Excerpted passage:
::::::

On May 4, Italy took its first steps towards returning to normality, with over four million people returning to work, visits to relatives allowed, and greater freedom for outdoor exercise. But Italy is determined to avoid its cities relapsing into chaotic, polluted centres.


In Milan, in the worst-hit region of Lombardy, authorities hope to transform the city into eco-friendly space. They have begun work on 35km of bicycle lanes and widened pavements that will favour cyclists and pedestrians over car traffic.

The scheme has been named ‘Strade Aperte,’ open roads, and it will also introduce 30 kph speed limits in some areas and pedestrian and cyclist priority streets.

Rome has also announced that it has pledged €3.8 million in order to construct 150km of new cycle lanes in the capital.

The government is backing the environmentally friendly changes by potentially giving up to €500 to people in cities who purchase bikes (including electric-assist), and up to €200 for scooters or car-sharing.

::::::

Input data:
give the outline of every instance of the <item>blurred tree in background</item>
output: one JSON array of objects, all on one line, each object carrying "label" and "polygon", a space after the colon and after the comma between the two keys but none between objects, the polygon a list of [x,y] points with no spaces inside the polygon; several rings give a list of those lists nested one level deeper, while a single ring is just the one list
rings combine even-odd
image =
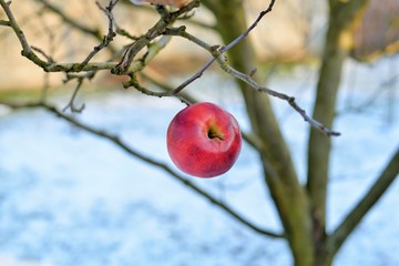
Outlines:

::::::

What you need to do:
Please continue the passage on Italy's plans for greener cities after lockdown, picking up after its final sentence.

Output below:
Venice may not have cars, but its pollution levels remain high due to motorboat traffic and cruise ships. Under lockdown, rowing boats were used to deliver shopping. While this is not feasible in the long run, campaigns and petitions are hoping to introduce stricter speed limits and controls on boat traffic and are pushing for eco-friendly bio-fuel to be obligatory.

These initiatives are hoping to combat the problem of how to travel while maintaining social distancing post-coronavirus lockdown. Public transport such as buses and trains will be running at 30 per cent capacity meaning many people will have to look for alternative modes of transport. To avoid people resorting to car travel, cities hope their environmentally conscious schemes will encourage more cycling and walking to work.